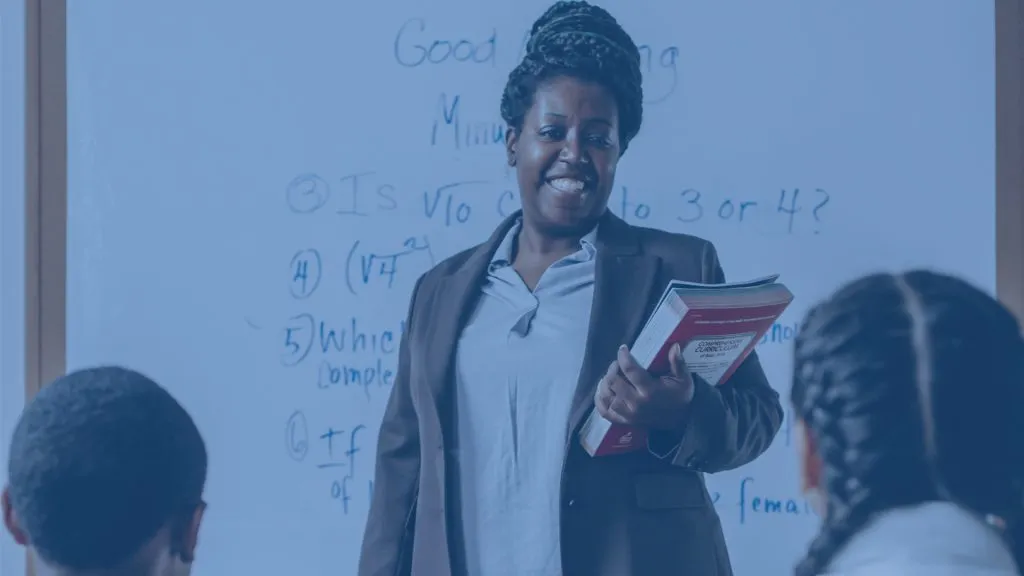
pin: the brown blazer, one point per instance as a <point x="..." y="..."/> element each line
<point x="631" y="515"/>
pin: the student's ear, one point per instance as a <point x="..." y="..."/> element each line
<point x="189" y="535"/>
<point x="10" y="519"/>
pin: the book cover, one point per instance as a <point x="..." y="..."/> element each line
<point x="717" y="325"/>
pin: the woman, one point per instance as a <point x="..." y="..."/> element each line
<point x="907" y="389"/>
<point x="509" y="345"/>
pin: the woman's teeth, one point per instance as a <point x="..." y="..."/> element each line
<point x="566" y="184"/>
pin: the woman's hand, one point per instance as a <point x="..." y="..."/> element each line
<point x="629" y="395"/>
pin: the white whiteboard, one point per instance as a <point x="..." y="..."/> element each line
<point x="212" y="152"/>
<point x="12" y="237"/>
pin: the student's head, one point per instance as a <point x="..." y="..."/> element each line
<point x="571" y="106"/>
<point x="105" y="478"/>
<point x="907" y="388"/>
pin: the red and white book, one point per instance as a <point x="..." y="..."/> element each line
<point x="717" y="326"/>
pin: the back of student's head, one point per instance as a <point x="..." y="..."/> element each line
<point x="107" y="472"/>
<point x="909" y="388"/>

◆ ◆ ◆ ◆

* EXERCISE *
Please print exactly the lines from the one containing "pin: the red" through the last line of the records, both included, and nothing else.

* TASK ANSWER *
pin: the red and white book, one point per instance as a <point x="..." y="..."/> element each line
<point x="717" y="326"/>
pin: the back of student's head, one point per instance as a <point x="..." y="..."/> element each line
<point x="107" y="472"/>
<point x="909" y="388"/>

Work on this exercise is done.